Cancer treatment is notoriously difficult for patients. Whether curative or just pallative, radiation and chemotherapy can have such severe side effects that patients may opt to forego them entirely. For those who choose to fight, scientists and doctors are looking for new ways to approach treatment.
The Behavioral Cooperative Oncology Group (BCOG) is an interdisciplinary consortium formed by the Walther Cancer Foundation, which funds programs that address the psychological effects of cancer and cancer treatment. (See Walther Cancer Foundation: Grants for Disease.) The BCOG focuses on the field of behavioral or "psycho-"oncology, which encompasses the potential behavioral causes of cancer as well as its effects.
The Walther Foundation gave more than $1.3 million to create BCOG, which includes scientists from Indiana University, Ohio State University, Michigan State University, and the University of Michigan. The money goes to fellowships for predoctoral students, research and training, and an annual colloquium and a scientific retreat.
In 2012, the Walter Foundation contributed more than $20 million to cancer-related causes. All of that money went to universities in the Midwest, and much of it went to recruitment programs. For example, the foundation contributed some $400,000 over five years to fund a new position — a director of pediatric neuro-oncology — at the Riley Hospital for Children in Indianapolis. And $2.1 million went to Purdue to hire a cancer-focused structural biologist to work in the university's Cancer Center.

★ ★ ★ ★

ACTIVITY LIST:
• a. Do these statements agree with the BCOG passage? Mark each yes or no and quote the words of the passage that decide it. (i) BCOG includes scientists from Purdue University. (ii) The Walther Foundation gave more than $1.3 million to create BCOG. (iii) Part of the money for BCOG goes to an annual colloquium.
• b. According to the BCOG passage, what new position did the foundation's roughly $400,000 fund at the Riley Hospital for Children?
• c. Go on with the BCOG passage, starting right after its last sentence.

[Stored items from a collection]
★ ★ ★ ★

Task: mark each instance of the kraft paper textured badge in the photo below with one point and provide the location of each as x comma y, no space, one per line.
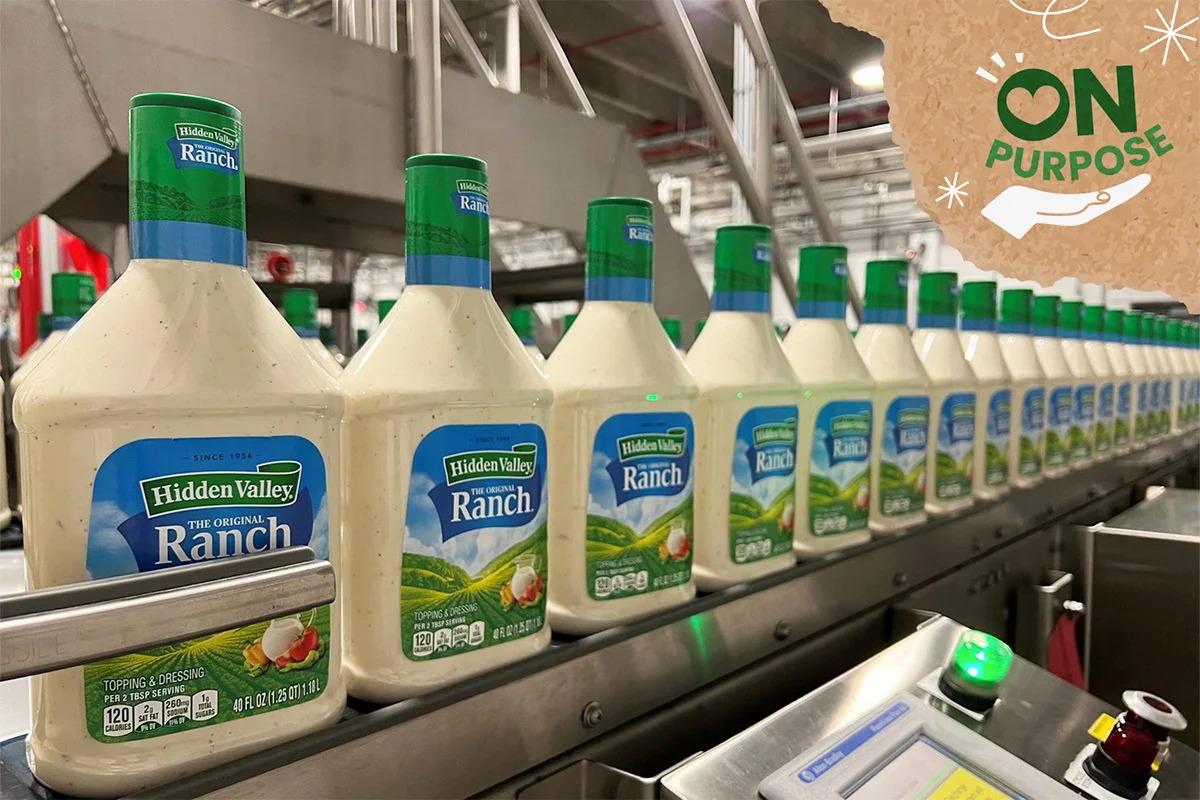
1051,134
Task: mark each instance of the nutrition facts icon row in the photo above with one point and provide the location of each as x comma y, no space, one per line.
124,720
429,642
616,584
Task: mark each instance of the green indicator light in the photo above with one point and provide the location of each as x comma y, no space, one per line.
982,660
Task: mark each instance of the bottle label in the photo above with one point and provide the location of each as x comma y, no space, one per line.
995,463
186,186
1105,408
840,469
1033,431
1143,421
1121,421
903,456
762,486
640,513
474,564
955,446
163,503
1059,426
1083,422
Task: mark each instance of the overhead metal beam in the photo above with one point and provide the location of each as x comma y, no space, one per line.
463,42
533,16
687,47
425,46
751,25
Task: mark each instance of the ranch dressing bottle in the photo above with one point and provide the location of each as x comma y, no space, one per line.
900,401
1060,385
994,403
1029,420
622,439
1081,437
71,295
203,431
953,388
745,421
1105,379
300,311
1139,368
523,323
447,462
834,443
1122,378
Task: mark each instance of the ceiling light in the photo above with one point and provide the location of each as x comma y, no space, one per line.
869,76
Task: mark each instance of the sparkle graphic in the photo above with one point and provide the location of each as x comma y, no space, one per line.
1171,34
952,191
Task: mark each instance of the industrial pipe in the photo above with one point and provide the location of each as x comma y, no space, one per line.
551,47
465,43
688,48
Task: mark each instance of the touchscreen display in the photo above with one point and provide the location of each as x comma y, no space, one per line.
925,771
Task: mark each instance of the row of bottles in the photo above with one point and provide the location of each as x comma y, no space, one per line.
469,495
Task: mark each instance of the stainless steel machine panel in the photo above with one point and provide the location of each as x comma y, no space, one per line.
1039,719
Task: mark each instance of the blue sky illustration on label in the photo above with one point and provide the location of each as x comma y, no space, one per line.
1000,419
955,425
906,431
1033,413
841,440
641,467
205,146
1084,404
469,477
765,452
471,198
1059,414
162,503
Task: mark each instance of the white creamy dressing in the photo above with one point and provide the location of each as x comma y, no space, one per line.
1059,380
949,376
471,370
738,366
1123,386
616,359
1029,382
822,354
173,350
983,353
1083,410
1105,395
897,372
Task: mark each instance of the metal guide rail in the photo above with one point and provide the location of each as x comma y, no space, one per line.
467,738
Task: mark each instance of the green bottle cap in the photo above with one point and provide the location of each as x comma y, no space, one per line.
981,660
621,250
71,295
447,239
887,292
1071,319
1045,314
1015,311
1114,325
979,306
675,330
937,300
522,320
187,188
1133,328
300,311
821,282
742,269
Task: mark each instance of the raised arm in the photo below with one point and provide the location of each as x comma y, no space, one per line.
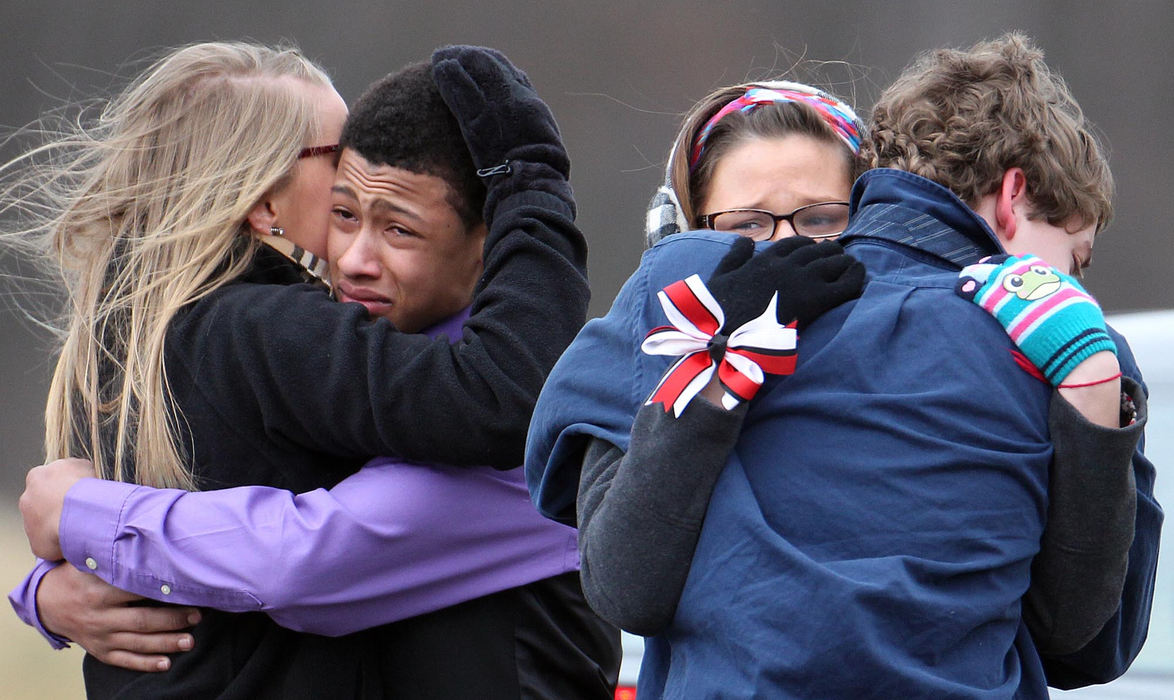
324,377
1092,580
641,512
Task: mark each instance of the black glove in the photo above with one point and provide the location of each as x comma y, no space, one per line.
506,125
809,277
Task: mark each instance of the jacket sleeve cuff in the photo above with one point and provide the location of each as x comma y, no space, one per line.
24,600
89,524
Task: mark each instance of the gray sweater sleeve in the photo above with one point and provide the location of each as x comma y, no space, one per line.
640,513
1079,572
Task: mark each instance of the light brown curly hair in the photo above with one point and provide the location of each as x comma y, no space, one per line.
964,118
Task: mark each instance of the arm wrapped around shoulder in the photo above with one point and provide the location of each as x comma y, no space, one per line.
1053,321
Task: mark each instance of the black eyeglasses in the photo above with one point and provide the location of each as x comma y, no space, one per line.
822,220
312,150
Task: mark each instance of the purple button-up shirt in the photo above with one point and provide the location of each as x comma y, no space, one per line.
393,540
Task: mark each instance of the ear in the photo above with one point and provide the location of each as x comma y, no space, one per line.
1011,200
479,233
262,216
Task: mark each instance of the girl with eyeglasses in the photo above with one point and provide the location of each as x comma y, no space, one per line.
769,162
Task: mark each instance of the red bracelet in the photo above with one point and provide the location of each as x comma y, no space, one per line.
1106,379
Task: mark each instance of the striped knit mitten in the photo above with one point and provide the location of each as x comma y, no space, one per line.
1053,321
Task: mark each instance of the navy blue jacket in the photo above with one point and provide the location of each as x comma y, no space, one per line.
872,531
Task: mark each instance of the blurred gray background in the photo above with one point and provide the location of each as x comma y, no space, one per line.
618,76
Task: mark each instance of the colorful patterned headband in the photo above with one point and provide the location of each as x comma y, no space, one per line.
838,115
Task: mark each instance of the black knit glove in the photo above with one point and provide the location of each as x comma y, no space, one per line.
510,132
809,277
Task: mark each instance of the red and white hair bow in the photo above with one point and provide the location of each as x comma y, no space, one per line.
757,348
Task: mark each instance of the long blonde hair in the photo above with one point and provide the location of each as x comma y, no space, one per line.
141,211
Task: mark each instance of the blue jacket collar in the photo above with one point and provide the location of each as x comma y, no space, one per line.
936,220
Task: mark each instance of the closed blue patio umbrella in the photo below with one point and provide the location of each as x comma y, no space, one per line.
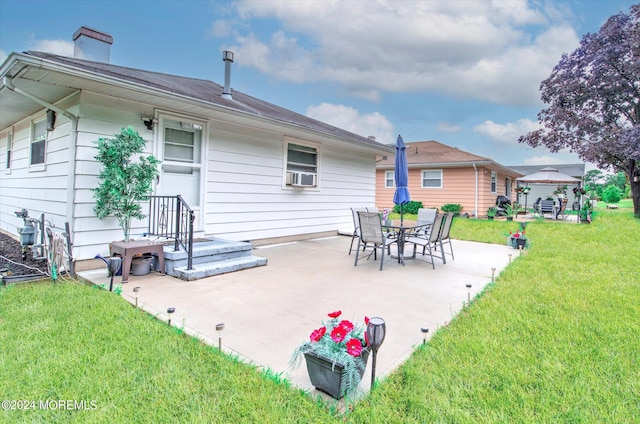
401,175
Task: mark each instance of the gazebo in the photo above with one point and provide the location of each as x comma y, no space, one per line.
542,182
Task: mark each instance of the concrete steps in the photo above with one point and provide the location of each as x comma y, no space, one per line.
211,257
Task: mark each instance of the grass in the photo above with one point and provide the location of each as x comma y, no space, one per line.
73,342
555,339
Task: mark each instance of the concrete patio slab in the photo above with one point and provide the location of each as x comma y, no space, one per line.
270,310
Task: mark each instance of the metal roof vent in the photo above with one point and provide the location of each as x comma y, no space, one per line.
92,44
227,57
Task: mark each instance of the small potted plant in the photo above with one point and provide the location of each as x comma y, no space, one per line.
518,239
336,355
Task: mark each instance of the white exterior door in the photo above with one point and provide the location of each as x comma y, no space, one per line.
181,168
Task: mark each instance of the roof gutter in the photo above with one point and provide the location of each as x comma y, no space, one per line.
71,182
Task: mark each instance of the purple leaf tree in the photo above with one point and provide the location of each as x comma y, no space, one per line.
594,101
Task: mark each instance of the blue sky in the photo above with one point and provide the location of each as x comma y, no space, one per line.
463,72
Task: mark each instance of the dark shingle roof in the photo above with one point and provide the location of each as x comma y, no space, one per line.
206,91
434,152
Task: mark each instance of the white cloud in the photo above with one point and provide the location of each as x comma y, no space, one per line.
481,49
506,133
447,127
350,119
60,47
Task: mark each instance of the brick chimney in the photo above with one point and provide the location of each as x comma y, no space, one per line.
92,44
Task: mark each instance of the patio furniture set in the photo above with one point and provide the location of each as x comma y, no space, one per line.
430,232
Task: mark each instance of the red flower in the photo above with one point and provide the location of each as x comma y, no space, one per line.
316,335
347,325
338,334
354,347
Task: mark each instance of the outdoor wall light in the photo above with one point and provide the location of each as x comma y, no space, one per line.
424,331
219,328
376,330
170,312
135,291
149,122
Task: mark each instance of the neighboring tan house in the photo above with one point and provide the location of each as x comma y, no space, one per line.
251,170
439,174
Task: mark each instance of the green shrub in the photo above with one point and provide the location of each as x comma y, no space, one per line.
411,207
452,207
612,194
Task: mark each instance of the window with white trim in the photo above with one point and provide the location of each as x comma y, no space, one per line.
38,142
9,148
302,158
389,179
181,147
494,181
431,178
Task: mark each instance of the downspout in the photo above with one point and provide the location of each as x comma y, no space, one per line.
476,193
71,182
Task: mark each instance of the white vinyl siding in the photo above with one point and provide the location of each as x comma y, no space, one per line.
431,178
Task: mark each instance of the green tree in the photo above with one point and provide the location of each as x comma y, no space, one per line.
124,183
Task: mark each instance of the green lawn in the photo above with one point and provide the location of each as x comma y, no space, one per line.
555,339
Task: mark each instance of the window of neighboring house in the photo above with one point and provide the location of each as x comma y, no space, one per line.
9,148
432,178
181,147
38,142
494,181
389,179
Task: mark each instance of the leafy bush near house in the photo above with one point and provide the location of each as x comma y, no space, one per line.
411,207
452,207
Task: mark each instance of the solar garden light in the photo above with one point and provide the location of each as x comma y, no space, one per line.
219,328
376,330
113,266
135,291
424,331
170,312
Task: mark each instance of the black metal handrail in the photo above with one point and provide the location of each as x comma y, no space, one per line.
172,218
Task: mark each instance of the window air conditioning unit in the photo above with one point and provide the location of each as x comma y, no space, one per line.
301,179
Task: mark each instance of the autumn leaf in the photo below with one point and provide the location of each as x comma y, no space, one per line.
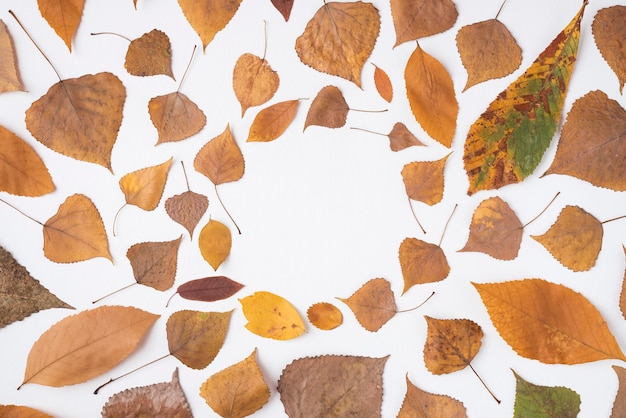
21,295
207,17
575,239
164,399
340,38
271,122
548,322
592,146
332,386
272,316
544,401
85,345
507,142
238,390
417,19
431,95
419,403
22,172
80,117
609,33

★ ★ ★ ★

EXERCISE RESULTS:
• a.
(i) No: "includes scientists from Indiana University, Ohio State University, Michigan State University, and the University of Michigan"
(ii) Yes: "The Walther Foundation gave more than $1.3 million to create BCOG"
(iii) Yes: "an annual colloquium and a scientific retreat"

• b. A director of pediatric neuro-oncology.

• c.
The foundation also funds research, although often that research is aimed less at cells and more at spirits. Dr. Susan Hickman of Indiana University received more than $200,000 from Walther to study the decision-making process of the family members of older patients who have incurable cancer. Crucial decisions about whether or not to pursue treatment (and how aggressively to pursue it) are not always made with the best information at hand, and Dr. Hickman will investigate how this process succeeds or fails.
If you're hoping to attract funding from the Walther Foundation, you'll have to rely on a relationship with one of the Midwest's aforementioned universities. And like many charitable foundations hard-hit by the financial crisis, Walther is not currently accepting unsolicited grant applications. But the organization's large endowment and focused interest should make it easy for those involved in behavioral oncology to attract Walther's attention.